**Aim**
Extract, verbatim, all lines starting at the one containing "Task: place one keypoint per instance of the blue" and ending with the final line of the listing, and no others.

**Records provided**
* * *
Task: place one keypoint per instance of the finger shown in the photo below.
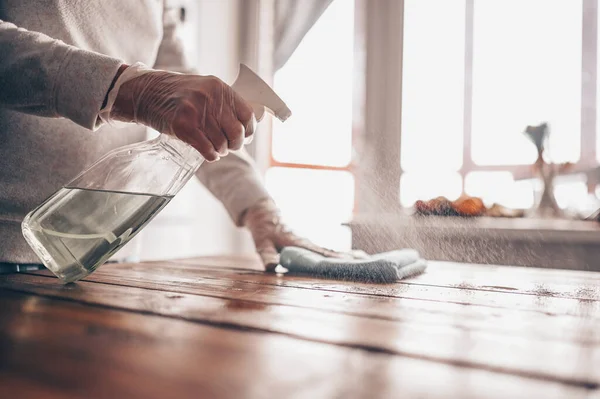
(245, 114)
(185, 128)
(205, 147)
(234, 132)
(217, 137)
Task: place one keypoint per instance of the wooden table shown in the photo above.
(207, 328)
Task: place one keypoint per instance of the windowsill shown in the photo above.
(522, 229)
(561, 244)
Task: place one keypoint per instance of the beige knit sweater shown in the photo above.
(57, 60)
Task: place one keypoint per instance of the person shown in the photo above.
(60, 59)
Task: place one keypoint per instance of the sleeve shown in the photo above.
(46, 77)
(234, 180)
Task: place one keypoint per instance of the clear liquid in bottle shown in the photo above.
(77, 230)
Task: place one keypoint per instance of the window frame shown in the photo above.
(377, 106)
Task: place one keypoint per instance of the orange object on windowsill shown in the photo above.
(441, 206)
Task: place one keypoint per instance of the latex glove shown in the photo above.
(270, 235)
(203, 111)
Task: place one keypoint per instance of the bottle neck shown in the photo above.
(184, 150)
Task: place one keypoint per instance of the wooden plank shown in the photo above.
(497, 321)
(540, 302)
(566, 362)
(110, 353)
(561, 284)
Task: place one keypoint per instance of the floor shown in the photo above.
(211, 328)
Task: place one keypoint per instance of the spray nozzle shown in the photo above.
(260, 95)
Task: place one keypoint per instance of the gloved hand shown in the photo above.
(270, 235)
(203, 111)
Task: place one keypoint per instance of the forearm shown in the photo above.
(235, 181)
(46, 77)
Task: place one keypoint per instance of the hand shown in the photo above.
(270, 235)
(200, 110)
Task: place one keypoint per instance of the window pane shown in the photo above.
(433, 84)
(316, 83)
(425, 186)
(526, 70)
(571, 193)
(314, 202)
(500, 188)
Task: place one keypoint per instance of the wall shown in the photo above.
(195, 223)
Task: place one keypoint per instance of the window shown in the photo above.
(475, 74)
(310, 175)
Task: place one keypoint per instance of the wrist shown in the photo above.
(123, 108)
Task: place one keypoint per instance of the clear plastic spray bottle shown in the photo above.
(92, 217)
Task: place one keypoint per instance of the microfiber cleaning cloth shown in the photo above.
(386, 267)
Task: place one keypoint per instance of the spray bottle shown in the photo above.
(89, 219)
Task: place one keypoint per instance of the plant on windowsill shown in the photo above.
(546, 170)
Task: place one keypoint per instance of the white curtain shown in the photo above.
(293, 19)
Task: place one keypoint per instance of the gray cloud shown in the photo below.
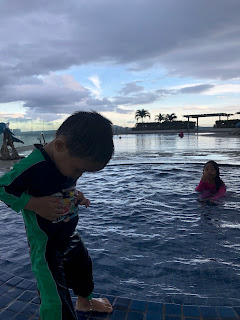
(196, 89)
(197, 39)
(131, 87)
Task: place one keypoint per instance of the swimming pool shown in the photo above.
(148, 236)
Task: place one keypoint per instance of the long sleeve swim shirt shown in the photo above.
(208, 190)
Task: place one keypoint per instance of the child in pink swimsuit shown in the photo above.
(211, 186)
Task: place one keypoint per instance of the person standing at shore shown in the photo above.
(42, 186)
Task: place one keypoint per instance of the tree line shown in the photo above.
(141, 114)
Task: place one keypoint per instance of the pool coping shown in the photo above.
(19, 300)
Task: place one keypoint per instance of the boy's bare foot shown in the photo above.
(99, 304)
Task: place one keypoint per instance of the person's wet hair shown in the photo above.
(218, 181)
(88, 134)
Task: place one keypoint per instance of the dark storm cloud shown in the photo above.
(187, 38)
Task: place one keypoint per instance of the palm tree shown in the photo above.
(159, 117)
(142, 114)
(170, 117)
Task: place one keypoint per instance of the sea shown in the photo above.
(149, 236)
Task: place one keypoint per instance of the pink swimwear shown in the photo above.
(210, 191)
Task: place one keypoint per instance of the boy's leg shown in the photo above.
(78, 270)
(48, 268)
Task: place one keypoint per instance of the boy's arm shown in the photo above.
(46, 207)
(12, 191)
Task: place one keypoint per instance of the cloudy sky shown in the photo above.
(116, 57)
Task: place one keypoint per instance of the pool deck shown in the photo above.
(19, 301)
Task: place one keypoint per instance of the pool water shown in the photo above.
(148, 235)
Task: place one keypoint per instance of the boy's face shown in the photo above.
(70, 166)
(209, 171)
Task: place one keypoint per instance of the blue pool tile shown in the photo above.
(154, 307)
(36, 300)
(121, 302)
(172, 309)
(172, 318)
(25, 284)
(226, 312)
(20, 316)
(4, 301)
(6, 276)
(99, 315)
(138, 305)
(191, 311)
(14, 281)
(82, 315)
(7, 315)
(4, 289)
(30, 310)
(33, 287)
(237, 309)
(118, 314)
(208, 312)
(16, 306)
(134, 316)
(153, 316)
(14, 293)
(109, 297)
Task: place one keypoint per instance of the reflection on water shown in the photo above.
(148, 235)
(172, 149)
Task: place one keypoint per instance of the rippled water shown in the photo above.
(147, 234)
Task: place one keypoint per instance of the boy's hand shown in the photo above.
* * *
**Solution for this problem**
Task: place one keypoint per instance of the blue pool tile shown in the photo above.
(154, 307)
(36, 300)
(121, 302)
(172, 309)
(172, 318)
(25, 284)
(226, 312)
(20, 316)
(4, 301)
(6, 276)
(99, 315)
(138, 305)
(191, 311)
(14, 281)
(82, 315)
(7, 315)
(4, 289)
(30, 310)
(33, 287)
(237, 309)
(118, 314)
(208, 312)
(16, 306)
(134, 316)
(153, 316)
(14, 293)
(109, 297)
Task: place one keypoint per instance of the reflection on water shown in the photo above.
(148, 235)
(172, 149)
Task: place one keypoint per instance of the rippled water shown in the photo above.
(147, 234)
Task: place one keypoint per instance of the boy's hand shown in the photo above.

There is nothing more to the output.